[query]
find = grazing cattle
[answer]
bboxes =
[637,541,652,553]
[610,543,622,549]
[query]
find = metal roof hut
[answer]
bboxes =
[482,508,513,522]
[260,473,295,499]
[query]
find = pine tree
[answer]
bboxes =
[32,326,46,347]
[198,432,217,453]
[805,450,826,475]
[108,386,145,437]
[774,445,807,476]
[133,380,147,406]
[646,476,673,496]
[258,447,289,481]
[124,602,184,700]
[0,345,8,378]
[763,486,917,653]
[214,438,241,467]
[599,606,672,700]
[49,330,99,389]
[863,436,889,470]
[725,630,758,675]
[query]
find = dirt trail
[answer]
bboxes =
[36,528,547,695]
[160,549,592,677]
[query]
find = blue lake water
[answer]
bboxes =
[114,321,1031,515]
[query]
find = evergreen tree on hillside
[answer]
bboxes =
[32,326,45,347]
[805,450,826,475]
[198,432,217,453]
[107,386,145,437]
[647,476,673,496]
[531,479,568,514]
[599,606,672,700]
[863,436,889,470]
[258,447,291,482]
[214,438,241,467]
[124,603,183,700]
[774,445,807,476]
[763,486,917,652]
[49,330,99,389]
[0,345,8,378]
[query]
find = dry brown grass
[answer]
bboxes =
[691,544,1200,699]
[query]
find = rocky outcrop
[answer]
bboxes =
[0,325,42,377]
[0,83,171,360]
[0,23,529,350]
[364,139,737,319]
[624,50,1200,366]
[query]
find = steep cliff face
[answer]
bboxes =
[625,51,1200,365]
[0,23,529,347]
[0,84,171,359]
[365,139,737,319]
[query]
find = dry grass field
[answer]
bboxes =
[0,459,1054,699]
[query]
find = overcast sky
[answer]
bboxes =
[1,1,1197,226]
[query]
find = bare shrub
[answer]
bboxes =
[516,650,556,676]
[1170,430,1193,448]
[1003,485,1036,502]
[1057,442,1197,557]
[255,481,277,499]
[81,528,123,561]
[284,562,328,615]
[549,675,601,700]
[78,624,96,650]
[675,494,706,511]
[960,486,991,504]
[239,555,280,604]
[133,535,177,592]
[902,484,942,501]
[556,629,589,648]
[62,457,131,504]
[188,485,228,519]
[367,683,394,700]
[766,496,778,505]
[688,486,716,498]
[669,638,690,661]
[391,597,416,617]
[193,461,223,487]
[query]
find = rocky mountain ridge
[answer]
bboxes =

------------------------------------

* [WHAT YOU ARE ASKED TO DO]:
From the entries above, tally the lines that contain the string "tree". Report the total and nothing more.

* [RESULT OF THIS EXERCISE]:
2